GIVEN TEXT:
##############################
I noticed that Dropbox had questions for me! Also, I am on an ueber go-chemistry high!
Standards Questions
1. What is the purpose of teaching science to middle school students?
I don't know if it's an Iowan thing or the fact that I didn't have to meet any standards as a student myself back in the '80s and '90s, but I was really surprised by our class discussions to learn that there are multiple schools that do not teach science at the elementary level. I loved science in elementary school, junior high, and high school; Mr. Sullivan was awesome. I still remember earth science being fantastic, even though my best friend and I were always in cutthroat competition and she beat me in reading the textbook and not being a klutz in lab. I know my friends' kids in Minnesota are doing a plenty of science nowadays, but there are different kinds of schools (Montessori, STEM-based, etc.) in Minneapolis, and I don't know what else the kids may or may not be learning.
In fact, I had never heard of NOT learning about science or doing labs at any grade level. It never occurred to me that, for whatever reason, an elementary teacher would avoid teaching one of the main subjects to his or her students. However, it doesn't seem to me that the kids I talk to, at Chemistry in the Library or GHS, are behind in any way. That's not to say there still isn't plenty to learn (I'm still learning. I've actually been fixated for a couple of weeks on why R is R, specifically, in the ideal gas law or van der Waal's equation, and I can't find my p-chem book), but I believe that all teachers are passionate about what they're doing and genuinely working in the best interest of their students.
I am not in favor of teaching science in the middle schools because it will help students to think logically, learn how to construct and support an argument, or any of those higher level thinking skills. Of course, studying science will promote cognitive growth, but that is a non-unique argument. It is important to teach science at the middle school level, because teachers should teach. We need to show the children that learning is valued, make sure that they do not fall behind in any subject, and try to overcome the tendency for them to lose interest in science at this age level. I think it's important to achieve a balance in all subjects and, in fact, stressing all subjects is a primary goal of public education and the obligation of the nation.
2. How can we achieve the main purpose, which is scientific literacy?
We need to motivate students by relating the material to their personal interests, having engaging labs, and incorporating multiple modalities so that the children receive the information more than once and in a style with which they are comfortable. We need to overcome misconceptions through actual, student-centered lab work to promote conceptual change--otherwise, our students might just tell us what we want to hear on the tests, but then revert back to their original conceptions after the class is over.
##############################
MATERIAL SHOWN:
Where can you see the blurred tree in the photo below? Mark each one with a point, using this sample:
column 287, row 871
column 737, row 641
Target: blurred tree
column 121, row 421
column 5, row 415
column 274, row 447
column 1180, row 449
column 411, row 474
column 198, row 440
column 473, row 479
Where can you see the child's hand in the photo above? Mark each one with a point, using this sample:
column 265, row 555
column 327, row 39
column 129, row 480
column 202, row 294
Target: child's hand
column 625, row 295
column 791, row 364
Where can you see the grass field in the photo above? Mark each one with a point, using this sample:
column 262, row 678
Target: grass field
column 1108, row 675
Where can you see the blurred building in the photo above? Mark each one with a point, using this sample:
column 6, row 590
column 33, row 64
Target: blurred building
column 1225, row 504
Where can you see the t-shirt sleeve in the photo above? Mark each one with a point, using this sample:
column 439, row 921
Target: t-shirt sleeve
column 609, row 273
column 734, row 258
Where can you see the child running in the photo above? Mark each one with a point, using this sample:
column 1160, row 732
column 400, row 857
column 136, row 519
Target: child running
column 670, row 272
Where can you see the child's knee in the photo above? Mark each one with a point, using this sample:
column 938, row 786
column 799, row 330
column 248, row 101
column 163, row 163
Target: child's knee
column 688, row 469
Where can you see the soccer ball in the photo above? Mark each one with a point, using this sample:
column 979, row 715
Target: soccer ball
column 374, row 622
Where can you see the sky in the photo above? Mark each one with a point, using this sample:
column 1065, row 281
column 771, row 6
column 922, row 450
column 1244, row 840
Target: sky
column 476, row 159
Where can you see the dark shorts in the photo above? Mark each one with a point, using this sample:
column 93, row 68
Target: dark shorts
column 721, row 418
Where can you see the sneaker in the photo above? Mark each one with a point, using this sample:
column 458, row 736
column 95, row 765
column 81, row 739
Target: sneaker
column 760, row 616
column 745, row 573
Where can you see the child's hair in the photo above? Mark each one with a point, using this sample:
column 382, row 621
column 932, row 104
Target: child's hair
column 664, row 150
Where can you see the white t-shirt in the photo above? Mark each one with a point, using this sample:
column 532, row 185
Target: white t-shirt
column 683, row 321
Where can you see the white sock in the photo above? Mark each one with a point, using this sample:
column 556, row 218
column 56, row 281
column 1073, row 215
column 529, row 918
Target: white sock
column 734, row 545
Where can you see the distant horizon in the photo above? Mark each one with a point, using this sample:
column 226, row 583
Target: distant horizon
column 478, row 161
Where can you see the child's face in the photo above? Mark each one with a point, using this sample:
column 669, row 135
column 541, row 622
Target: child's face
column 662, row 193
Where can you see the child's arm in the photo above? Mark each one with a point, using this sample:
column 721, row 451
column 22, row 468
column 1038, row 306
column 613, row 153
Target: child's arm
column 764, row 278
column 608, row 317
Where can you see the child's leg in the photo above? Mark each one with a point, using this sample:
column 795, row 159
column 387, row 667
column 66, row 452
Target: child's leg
##############################
AIM: Change "engaging labs" to "hands-on labs" in the post on teaching science, and write out the passage between "We need to motivate" and "class is over.", inclusive. The entries are not needed here.

SOLUTION BELOW:
We need to motivate students by relating the material to their personal interests, having hands-on labs, and incorporating multiple modalities so that the children receive the information more than once and in a style with which they are comfortable. We need to overcome misconceptions through actual, student-centered lab work to promote conceptual change--otherwise, our students might just tell us what we want to hear on the tests, but then revert back to their original conceptions after the class is over.